__TASK GOAL__
Beginning with the line containing "Query: grey hair" and ending at the last line of the records, transcribe each line exactly. Do not include pictures.

»»

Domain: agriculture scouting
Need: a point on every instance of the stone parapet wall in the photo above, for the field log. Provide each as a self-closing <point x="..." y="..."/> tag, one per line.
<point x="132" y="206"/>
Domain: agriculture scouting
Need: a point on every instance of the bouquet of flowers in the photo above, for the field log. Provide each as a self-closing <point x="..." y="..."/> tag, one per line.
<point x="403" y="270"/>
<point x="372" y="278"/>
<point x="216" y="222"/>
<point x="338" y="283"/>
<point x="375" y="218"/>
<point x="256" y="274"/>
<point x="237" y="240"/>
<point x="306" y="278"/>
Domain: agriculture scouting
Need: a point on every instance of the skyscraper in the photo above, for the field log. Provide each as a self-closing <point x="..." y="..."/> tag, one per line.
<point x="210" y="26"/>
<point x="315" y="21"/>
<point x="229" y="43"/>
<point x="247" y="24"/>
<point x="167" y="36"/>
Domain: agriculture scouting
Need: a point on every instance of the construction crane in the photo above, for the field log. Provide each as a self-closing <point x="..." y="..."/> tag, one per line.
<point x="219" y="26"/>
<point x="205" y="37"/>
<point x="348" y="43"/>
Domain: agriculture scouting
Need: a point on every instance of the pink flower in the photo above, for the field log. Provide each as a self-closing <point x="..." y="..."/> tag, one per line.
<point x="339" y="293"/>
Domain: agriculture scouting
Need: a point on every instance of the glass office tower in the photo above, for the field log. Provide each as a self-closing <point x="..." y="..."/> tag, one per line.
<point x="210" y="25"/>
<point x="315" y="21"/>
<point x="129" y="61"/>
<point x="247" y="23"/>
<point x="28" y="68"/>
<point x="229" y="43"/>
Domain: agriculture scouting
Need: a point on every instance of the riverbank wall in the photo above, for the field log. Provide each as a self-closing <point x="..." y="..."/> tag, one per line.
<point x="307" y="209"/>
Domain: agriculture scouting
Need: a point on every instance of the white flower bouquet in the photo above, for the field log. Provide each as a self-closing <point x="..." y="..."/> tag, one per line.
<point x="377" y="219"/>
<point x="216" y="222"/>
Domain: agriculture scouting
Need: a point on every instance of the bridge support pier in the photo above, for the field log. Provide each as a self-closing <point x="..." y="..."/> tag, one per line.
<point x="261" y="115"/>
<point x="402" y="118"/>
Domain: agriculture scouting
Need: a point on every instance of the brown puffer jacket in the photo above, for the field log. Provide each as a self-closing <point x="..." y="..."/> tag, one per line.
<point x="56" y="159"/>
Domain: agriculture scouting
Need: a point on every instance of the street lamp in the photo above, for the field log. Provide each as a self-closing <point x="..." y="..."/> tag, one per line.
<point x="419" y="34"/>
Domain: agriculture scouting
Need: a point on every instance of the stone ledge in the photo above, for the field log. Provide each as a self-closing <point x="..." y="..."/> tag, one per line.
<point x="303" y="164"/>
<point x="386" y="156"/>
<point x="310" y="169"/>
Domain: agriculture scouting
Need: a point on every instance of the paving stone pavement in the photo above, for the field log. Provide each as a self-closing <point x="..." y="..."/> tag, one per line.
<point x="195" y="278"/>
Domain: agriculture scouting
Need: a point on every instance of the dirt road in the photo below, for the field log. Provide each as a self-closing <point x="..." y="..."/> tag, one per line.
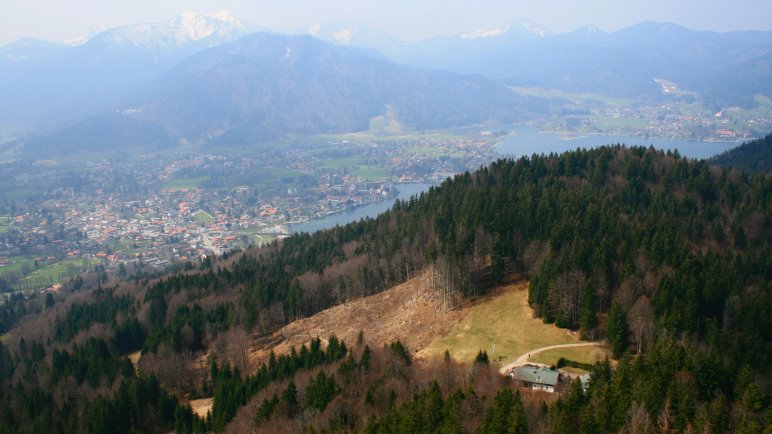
<point x="522" y="360"/>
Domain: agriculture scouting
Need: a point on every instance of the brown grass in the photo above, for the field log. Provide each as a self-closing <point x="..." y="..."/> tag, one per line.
<point x="409" y="312"/>
<point x="504" y="319"/>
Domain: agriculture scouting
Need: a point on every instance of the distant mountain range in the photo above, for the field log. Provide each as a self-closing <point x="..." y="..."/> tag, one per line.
<point x="621" y="63"/>
<point x="45" y="84"/>
<point x="209" y="78"/>
<point x="266" y="85"/>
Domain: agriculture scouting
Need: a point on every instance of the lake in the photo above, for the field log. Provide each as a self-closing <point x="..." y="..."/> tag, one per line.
<point x="404" y="191"/>
<point x="528" y="141"/>
<point x="523" y="141"/>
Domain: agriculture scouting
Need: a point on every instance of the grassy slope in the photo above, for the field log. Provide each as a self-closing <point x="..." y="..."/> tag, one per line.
<point x="506" y="320"/>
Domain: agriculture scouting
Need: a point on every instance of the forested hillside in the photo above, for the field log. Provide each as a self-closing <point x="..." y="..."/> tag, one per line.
<point x="754" y="156"/>
<point x="667" y="258"/>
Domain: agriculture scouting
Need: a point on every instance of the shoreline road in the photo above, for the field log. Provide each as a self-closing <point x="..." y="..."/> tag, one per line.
<point x="523" y="359"/>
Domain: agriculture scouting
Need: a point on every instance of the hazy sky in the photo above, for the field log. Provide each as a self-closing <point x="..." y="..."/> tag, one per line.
<point x="61" y="20"/>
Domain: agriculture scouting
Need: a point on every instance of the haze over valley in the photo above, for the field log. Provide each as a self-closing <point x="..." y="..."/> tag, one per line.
<point x="284" y="219"/>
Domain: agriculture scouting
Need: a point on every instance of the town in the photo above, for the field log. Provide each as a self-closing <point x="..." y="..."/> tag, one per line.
<point x="61" y="219"/>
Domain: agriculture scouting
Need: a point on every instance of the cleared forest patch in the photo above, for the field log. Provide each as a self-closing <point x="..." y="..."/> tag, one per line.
<point x="504" y="319"/>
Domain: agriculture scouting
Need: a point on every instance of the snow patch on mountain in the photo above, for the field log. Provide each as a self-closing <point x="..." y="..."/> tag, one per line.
<point x="216" y="28"/>
<point x="534" y="27"/>
<point x="485" y="33"/>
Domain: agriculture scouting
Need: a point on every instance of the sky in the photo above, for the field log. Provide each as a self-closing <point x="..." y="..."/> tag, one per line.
<point x="410" y="20"/>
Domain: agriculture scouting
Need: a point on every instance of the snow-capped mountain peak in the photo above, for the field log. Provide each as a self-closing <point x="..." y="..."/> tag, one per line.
<point x="189" y="27"/>
<point x="485" y="33"/>
<point x="534" y="27"/>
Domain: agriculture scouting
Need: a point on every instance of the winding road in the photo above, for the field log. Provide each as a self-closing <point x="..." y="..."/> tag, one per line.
<point x="522" y="360"/>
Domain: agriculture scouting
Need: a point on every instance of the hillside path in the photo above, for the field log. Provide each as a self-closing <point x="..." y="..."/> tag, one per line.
<point x="520" y="361"/>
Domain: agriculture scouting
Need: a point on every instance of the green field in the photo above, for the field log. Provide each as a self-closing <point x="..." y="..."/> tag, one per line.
<point x="185" y="183"/>
<point x="580" y="354"/>
<point x="505" y="320"/>
<point x="16" y="263"/>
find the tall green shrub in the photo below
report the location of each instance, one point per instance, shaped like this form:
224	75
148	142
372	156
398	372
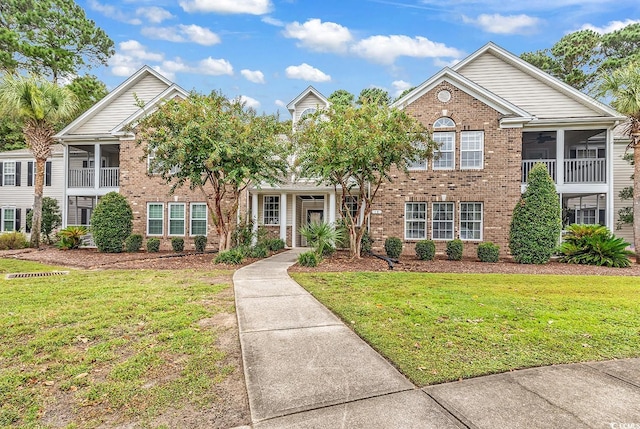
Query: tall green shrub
537	219
111	223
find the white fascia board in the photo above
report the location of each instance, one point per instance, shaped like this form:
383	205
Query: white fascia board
132	80
539	74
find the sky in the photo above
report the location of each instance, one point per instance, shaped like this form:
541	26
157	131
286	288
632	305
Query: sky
268	51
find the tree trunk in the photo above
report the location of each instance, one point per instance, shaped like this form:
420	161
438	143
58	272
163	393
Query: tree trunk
636	195
36	222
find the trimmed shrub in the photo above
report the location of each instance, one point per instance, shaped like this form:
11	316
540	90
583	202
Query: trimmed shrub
393	247
51	217
537	220
259	251
153	245
71	237
594	245
488	252
309	259
200	242
13	240
111	223
177	244
454	250
426	250
133	243
233	256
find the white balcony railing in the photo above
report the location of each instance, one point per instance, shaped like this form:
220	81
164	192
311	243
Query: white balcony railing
81	177
592	170
585	170
85	177
110	177
528	164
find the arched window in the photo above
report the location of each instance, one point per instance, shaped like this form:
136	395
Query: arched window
444	122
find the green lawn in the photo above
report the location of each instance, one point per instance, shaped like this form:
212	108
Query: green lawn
124	343
442	327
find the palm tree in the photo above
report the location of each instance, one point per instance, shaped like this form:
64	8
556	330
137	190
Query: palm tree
37	105
623	86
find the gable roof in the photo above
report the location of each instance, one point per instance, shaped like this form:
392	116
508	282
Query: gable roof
497	85
310	90
487	97
146	80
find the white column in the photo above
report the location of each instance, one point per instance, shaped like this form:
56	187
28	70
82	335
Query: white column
332	208
294	227
96	165
560	157
254	217
283	217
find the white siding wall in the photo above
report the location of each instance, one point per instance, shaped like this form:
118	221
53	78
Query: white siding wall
122	107
622	171
522	89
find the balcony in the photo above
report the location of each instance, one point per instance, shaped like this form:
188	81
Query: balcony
576	171
85	177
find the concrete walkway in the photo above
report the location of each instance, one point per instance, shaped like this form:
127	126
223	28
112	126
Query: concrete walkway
305	369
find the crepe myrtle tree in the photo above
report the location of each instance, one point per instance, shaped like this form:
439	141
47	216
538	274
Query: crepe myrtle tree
355	148
216	145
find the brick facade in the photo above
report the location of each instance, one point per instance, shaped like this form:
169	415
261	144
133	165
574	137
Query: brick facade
496	185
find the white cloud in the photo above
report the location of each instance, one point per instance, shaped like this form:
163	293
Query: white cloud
611	26
320	36
385	49
272	21
505	24
399	86
306	72
215	67
183	33
112	12
255	76
251	7
154	14
250	102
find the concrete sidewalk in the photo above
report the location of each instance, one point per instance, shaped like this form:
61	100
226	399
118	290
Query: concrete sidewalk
305	369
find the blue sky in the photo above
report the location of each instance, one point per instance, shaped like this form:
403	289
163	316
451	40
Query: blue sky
268	51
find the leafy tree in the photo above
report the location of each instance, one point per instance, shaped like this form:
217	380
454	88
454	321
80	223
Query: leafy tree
579	58
218	146
37	104
623	86
51	217
50	37
111	223
342	96
373	95
537	219
354	149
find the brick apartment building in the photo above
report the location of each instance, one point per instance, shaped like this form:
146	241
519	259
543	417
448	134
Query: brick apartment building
494	115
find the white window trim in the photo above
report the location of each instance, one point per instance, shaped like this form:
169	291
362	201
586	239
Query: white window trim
4	174
452	151
264	205
2	218
169	219
416	220
453	221
148	207
191	219
481	167
481	220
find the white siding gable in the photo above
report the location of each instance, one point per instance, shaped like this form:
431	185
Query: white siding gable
123	106
523	89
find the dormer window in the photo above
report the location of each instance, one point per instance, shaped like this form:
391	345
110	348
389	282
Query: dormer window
444	122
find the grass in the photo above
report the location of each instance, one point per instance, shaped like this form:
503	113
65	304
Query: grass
124	342
442	327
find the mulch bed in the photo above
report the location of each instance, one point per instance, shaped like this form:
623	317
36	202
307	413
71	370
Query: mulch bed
340	261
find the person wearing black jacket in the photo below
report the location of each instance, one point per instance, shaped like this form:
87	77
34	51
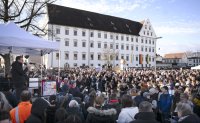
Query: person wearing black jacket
145	114
38	111
18	76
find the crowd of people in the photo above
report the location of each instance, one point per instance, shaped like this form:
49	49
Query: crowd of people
91	96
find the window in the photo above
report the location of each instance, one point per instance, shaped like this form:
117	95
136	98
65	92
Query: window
142	48
99	57
132	48
75	32
117	57
57	56
136	48
75	43
122	37
83	44
136	58
91	56
99	35
75	65
152	49
105	45
111	46
66	31
75	56
67	42
83	33
57	31
83	56
91	34
117	46
66	56
105	36
57	39
99	45
127	38
111	36
127	47
122	47
127	57
117	37
92	44
122	56
131	39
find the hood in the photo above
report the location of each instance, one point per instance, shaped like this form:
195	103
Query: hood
108	112
145	115
131	111
38	108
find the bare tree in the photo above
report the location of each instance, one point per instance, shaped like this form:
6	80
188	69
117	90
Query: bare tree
25	13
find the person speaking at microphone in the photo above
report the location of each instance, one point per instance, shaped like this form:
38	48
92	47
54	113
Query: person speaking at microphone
18	76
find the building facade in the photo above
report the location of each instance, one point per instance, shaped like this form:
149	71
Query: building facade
92	39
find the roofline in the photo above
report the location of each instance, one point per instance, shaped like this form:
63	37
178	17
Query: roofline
93	12
93	29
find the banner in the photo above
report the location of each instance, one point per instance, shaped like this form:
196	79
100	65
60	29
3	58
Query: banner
147	59
140	59
49	88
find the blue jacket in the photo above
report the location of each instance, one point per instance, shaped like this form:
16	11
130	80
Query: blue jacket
165	102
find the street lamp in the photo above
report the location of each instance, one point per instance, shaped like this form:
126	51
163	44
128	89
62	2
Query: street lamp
155	47
156	52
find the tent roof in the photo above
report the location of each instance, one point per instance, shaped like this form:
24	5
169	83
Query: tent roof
196	68
17	40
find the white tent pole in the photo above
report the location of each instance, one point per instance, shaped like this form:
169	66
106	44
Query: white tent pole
41	73
59	59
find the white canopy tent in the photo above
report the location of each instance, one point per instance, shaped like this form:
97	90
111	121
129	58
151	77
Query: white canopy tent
196	68
14	39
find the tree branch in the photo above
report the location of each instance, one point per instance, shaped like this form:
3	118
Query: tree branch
20	11
11	4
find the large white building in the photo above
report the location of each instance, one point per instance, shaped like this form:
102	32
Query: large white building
94	39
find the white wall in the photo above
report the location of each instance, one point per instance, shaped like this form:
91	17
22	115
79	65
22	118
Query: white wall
79	49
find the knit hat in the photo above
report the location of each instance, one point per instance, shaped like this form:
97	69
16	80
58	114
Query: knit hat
153	91
73	104
165	87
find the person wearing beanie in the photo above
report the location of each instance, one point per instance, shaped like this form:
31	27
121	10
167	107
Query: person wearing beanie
38	111
98	115
74	109
51	109
165	103
23	110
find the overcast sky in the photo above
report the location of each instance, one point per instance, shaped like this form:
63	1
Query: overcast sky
177	21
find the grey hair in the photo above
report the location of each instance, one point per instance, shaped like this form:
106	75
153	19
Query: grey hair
145	107
184	109
4	103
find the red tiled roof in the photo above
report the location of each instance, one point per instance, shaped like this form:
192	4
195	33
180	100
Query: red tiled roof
174	55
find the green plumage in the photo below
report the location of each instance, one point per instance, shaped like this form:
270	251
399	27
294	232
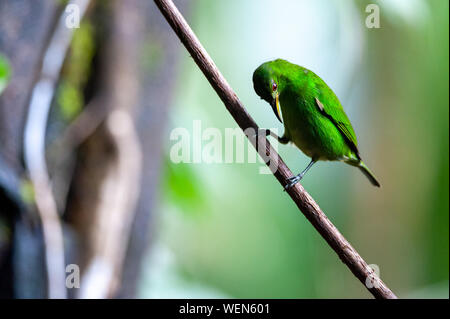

««

__TASK RESPONSE__
Query: grey hair
145	107
184	109
4	103
find the red tiled roof in the photo above
report the location of each instance, one point per instance, shaped like this form:
192	4
195	33
180	100
Query: red tiled roof
174	55
find the green plumage in the photo below
report the location of each instance, one point per instance, shaped like this form:
270	251
399	27
294	232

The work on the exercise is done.